> [PROBLEM REQUIREMENTS] Each record must be printed again exactly as given.

[Dataset entries]
# # # # # # #

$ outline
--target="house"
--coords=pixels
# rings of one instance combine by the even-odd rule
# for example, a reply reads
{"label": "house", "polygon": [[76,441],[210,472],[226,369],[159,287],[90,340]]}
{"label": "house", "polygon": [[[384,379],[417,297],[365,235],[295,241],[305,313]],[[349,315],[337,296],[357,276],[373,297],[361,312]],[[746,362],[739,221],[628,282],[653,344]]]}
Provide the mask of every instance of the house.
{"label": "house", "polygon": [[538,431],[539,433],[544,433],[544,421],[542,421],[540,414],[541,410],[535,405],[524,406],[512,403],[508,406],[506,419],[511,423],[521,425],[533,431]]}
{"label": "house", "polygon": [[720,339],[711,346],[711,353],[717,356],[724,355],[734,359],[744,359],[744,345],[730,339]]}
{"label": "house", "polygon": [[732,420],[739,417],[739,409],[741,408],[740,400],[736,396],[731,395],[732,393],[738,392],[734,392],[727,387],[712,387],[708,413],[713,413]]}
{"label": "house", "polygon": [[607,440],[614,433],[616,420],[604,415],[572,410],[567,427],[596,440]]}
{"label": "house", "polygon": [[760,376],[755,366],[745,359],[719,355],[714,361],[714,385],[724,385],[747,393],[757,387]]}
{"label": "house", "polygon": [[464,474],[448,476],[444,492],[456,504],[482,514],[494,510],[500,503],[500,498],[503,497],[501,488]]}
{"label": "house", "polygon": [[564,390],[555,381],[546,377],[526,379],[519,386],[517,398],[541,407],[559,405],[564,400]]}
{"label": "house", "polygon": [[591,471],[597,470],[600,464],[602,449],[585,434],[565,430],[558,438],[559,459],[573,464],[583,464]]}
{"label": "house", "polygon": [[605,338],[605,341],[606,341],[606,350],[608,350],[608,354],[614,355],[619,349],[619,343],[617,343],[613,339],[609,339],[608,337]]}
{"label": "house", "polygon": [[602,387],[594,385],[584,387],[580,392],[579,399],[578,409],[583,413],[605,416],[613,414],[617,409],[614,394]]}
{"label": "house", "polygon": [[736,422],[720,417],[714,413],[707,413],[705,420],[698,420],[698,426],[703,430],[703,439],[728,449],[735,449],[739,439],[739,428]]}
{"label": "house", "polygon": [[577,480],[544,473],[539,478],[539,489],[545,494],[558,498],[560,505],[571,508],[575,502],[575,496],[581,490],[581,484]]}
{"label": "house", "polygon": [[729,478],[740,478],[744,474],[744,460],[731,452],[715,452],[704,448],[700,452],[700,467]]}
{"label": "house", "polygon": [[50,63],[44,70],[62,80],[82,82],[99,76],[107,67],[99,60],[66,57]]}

# # # # # # #

> [SOLUTION]
$ outline
--target="house"
--coords=pixels
# rings of one instance combine by the even-odd rule
# for example, a reply reads
{"label": "house", "polygon": [[76,441],[210,472],[226,369],[159,287],[90,340]]}
{"label": "house", "polygon": [[[384,379],[417,297],[365,235],[295,241],[305,313]],[[349,315],[337,296],[357,276],[373,297],[361,312]],[[746,362],[739,221],[628,282],[653,344]]]}
Provide the mask of every instance of the house.
{"label": "house", "polygon": [[538,431],[539,433],[544,433],[544,421],[542,421],[540,414],[541,410],[535,405],[524,406],[512,403],[508,406],[506,419],[511,423],[521,425],[533,431]]}
{"label": "house", "polygon": [[720,339],[711,346],[711,353],[717,356],[724,355],[734,359],[744,359],[744,345],[730,339]]}
{"label": "house", "polygon": [[732,420],[739,417],[739,409],[741,408],[740,400],[736,396],[731,395],[732,393],[738,392],[734,392],[727,387],[712,387],[708,413],[713,413]]}
{"label": "house", "polygon": [[607,440],[614,433],[616,420],[604,415],[572,410],[567,427],[596,440]]}
{"label": "house", "polygon": [[760,376],[755,366],[745,359],[719,355],[714,361],[714,385],[724,385],[747,393],[757,387]]}
{"label": "house", "polygon": [[464,474],[448,476],[444,492],[456,504],[482,514],[494,510],[500,503],[500,498],[503,497],[501,488]]}
{"label": "house", "polygon": [[564,390],[555,381],[546,377],[526,379],[519,386],[517,398],[541,407],[559,405],[564,400]]}
{"label": "house", "polygon": [[591,471],[597,470],[600,464],[602,449],[585,434],[565,430],[558,438],[559,459],[573,464],[583,464]]}
{"label": "house", "polygon": [[605,338],[605,341],[606,341],[606,350],[608,350],[608,354],[614,355],[619,349],[619,343],[617,343],[613,339],[609,339],[608,337]]}
{"label": "house", "polygon": [[602,387],[594,385],[584,387],[580,392],[579,399],[578,409],[583,413],[605,416],[613,414],[617,409],[614,394]]}
{"label": "house", "polygon": [[736,422],[720,417],[714,413],[707,413],[705,420],[698,420],[698,426],[703,430],[703,439],[728,449],[735,449],[739,439],[739,428]]}
{"label": "house", "polygon": [[577,480],[544,473],[539,478],[539,489],[545,494],[558,498],[560,505],[571,508],[575,502],[575,496],[581,490],[581,484]]}
{"label": "house", "polygon": [[729,478],[740,478],[744,474],[744,460],[731,452],[715,452],[704,448],[700,452],[700,467]]}
{"label": "house", "polygon": [[50,63],[44,70],[62,80],[82,82],[99,76],[107,67],[99,60],[66,57]]}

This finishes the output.